══ RECORDS SUPPLIED

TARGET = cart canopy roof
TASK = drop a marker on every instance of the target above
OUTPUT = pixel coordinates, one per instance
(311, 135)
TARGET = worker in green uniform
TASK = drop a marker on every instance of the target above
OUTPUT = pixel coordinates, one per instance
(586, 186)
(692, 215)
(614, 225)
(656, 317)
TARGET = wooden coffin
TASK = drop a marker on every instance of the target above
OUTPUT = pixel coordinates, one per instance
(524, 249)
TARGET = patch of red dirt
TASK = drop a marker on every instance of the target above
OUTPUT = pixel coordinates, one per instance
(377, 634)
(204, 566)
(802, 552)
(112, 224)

════
══ RECORDS SUPPLIED

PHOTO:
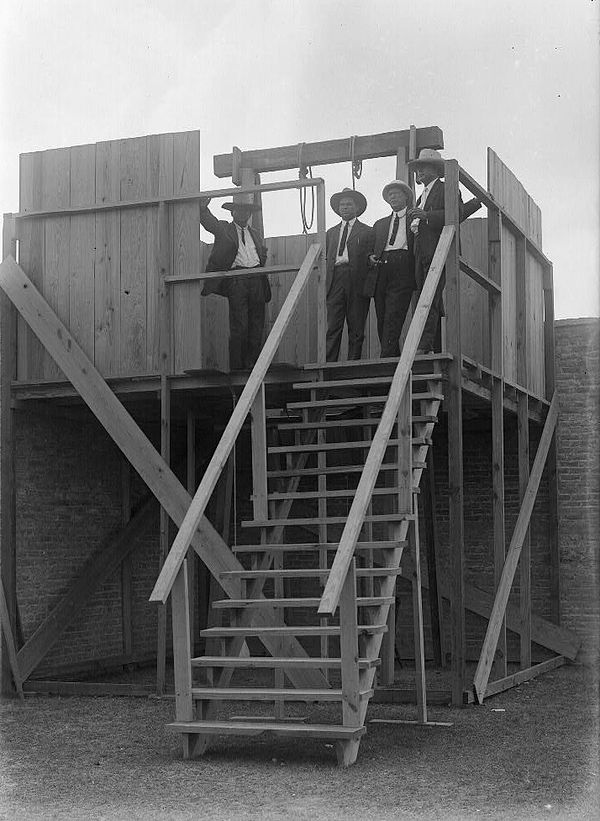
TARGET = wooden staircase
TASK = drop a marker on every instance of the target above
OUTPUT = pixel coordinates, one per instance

════
══ RECORDS SUPPLIED

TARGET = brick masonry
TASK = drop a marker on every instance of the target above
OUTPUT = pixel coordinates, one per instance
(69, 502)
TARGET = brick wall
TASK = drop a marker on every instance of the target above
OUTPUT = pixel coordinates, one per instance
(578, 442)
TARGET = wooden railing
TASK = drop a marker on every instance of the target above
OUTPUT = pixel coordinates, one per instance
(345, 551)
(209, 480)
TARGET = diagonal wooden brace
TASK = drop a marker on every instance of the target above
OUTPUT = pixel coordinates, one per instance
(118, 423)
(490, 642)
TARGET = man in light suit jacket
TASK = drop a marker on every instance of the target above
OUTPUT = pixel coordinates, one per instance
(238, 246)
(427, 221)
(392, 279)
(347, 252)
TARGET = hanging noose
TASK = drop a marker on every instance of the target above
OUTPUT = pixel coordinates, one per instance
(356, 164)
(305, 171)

════

# THE TASK
Gather each line of the listing that holds the string "wooden".

# RESPONSE TO THE EXERCISE
TARGET = wooden coffin
TARGET = wooden staircase
TARGET = wooden railing
TARGET = diagonal wooden brace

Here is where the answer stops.